[BEGIN TEXT BLOCK]

Constitution of Board of Councillors.-- (1) The Councillors elected in a general election of a Municipality shall constitute the Board of Councillors.

(2) The Board of Councillors unless dissolved earlier, shall hold office for a period of five years from the date appointed for its first meeting after the general election and no longer :

Provided that the Board of Councillors, unless dissolved earlier, shall continue in office till the next Board of Councillors assumes office.
(3) In a municipal area newly constituted, the local authority having jurisdiction over such area immediately before such area was constituted a municipal area, shall continue to have jurisdiction and to perform its functions till such time, not exceeding six months from date of the notification under Section 6 or Sub-section (3), or Sub-section (4), of Section 378, as the case may be, as may be necessary for holding elections.
(4) If, for any reason, it is not possible to hold the general election of a Municipality before the expiry of the period of five years specified in Sub-section (2), the Board of Councillors shall stand dissolved on the expiration of the said period and thereupon the provisions of Section 431 shall apply mutatis mutandis."

26. On the face of the order dated 11-6-98 it is clear that such a decision had not been taken by the Board of Councillors. A Councillor from an area in question was elected and another Councillor was called. The order dated 11-6-98 was, therefore, passed by an authority which lacked inherent jurisdiction.

[END TEXT BLOCK]

**TASK LIST:**
#1 Rename "Municipality" as "Municipal Corporation" in the passage on the Board of Councillors, from "(4) If, for" up to and including "lacked inherent jurisdiction.", and write that passage out.
#2 Which sections does the passage on the Board of Councillors cite by the word "Section"? List each one.
#3 Pick up the passage on the Board of Councillors after its last sentence and carry it on.
The material that follows plays no part in this work.

[BEGIN SOURCE MATERIAL]

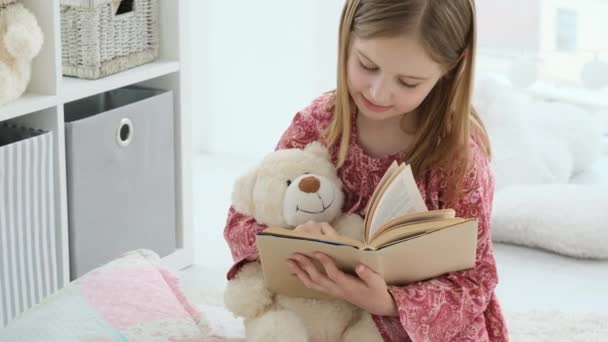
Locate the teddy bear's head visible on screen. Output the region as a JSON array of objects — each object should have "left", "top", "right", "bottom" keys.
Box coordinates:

[END SOURCE MATERIAL]

**SOLVED PROBLEMS:**
#1
(4) If, for any reason, it is not possible to hold the general election of a Municipal Corporation before the expiry of the period of five years specified in Sub-section (2), the Board of Councillors shall stand dissolved on the expiration of the said period and thereupon the provisions of Section 431 shall apply mutatis mutandis."

26. On the face of the order dated 11-6-98 it is clear that such a decision had not been taken by the Board of Councillors. A Councillor from an area in question was elected and another Councillor was called. The order dated 11-6-98 was, therefore, passed by an authority which lacked inherent jurisdiction.

#2 Section 6, Section 378, Section 431

#3
27. In Dukhi Shyam Benupani v. Parasmal Rampuria reported in 1998 Cal Crt LR 236, a Special Bench of this Court noticed the decision of the Apex Court In Pandurang v. State of Maharashtra , wherein it has been held that even a right decision by a wrong forum would be a nullity in the following terms :--

"What can be done only by at least two Judges cannot be done by one Judge. Even if the decision is right on merits, It is by a form which is lacking in competence with regard to the subject-matter. Even a right decision by a "wrong forum' is no decision. It is non-existent in the eye of law. And hence a nullity."

28. In Dukhishyam Benupani (1998 Cal Cri LR 236) (supra) it was held that a learned single Judge could not have taken a view contrary to that of the Division Bench.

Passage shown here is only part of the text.